### WHAT YOU ARE ASKED TO DO
Present the items below as a numbered list, running from the line containing "point_to SHOULD mark one point per instance of the green calyx" through the line containing "pixel 468 311", both included, with any blank lines left out.

### DATA ENTRIES
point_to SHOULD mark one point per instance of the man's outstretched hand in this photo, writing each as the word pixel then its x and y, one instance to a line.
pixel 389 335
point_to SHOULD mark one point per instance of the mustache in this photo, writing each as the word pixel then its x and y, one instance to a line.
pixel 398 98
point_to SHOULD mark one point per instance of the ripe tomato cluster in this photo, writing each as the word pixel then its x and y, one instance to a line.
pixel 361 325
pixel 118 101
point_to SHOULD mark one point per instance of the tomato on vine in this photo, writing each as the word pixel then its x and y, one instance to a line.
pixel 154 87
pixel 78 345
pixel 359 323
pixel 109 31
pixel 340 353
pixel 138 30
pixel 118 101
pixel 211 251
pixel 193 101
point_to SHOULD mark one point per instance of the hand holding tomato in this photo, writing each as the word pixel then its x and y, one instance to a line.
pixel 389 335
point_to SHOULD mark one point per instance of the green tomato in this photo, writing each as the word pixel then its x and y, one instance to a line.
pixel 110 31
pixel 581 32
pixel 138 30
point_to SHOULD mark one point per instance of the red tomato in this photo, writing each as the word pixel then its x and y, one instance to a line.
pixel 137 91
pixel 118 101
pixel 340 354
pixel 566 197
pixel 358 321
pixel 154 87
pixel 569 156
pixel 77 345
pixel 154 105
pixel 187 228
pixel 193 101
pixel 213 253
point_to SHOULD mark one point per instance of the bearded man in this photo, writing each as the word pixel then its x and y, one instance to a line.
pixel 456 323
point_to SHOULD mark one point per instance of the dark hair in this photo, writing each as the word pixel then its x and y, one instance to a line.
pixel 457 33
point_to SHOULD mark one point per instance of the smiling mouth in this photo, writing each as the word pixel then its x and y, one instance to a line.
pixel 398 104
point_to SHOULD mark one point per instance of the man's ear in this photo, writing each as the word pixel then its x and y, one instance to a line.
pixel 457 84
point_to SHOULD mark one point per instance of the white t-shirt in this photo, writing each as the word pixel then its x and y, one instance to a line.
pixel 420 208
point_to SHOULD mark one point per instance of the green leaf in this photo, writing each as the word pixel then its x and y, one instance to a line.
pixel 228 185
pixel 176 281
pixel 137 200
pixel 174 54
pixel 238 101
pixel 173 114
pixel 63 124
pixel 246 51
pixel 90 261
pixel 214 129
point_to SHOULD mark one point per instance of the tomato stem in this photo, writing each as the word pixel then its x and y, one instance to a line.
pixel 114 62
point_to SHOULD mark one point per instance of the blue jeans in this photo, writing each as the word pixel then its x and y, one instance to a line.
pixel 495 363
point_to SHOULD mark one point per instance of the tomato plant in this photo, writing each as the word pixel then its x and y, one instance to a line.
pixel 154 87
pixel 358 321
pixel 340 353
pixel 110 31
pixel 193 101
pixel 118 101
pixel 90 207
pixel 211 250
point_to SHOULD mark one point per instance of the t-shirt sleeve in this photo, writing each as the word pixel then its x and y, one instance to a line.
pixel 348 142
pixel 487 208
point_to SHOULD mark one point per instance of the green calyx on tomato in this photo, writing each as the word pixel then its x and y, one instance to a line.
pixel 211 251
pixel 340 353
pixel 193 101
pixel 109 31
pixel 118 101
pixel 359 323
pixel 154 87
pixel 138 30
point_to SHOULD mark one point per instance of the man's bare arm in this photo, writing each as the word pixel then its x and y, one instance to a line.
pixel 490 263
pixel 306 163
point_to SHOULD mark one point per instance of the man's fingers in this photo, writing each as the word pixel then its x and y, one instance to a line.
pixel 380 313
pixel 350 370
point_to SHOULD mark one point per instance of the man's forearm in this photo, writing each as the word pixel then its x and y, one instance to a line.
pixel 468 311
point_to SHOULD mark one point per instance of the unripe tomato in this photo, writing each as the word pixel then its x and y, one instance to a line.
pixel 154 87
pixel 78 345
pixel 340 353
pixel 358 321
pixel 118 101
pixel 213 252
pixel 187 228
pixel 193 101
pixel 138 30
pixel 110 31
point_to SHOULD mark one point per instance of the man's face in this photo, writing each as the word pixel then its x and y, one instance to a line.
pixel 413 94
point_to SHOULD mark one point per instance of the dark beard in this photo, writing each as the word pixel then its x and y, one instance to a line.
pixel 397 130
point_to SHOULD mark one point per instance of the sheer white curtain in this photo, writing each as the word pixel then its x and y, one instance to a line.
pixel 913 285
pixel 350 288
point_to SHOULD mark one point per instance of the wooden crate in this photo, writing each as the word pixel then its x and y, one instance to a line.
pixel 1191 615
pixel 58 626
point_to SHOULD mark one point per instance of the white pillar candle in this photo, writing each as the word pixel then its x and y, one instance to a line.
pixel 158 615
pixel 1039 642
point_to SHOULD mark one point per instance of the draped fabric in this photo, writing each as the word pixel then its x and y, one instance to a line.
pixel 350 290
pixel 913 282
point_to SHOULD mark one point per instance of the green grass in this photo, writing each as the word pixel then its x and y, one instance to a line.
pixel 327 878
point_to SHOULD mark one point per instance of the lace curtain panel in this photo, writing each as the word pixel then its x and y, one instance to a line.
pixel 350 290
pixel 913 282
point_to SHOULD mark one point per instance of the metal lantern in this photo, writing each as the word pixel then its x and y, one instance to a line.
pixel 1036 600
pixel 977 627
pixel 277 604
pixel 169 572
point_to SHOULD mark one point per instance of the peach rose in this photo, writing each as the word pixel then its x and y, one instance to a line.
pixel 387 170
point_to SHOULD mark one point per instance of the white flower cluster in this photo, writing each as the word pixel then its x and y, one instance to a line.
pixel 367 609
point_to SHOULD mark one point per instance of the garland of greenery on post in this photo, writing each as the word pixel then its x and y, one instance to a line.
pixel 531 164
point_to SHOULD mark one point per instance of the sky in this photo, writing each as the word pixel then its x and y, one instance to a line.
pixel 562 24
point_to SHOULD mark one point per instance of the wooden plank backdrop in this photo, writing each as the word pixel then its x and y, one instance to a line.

### OUTPUT
1. point_to SHOULD mark one point per instance of the green calyx on tomato in this photo, writing each as the word pixel then its x and y, one instance to a line.
2. pixel 211 251
3. pixel 340 353
4. pixel 193 101
5. pixel 109 31
6. pixel 118 101
7. pixel 359 323
8. pixel 154 87
9. pixel 138 30
10. point_to SHOULD mark one point per instance of the man's bare arm in this photo, writing each as the word pixel then its x and y, one instance to a line.
11. pixel 490 263
12. pixel 306 163
13. point_to SHOULD mark one point per instance of the man's fingers in this photo, writing each as the word pixel then its x and y, one instance to a line.
14. pixel 380 313
15. pixel 350 370
16. point_to SHOULD mark one point per instance of the man's forearm in this photo, writing each as the word pixel then its x and y, one instance to a line.
17. pixel 468 311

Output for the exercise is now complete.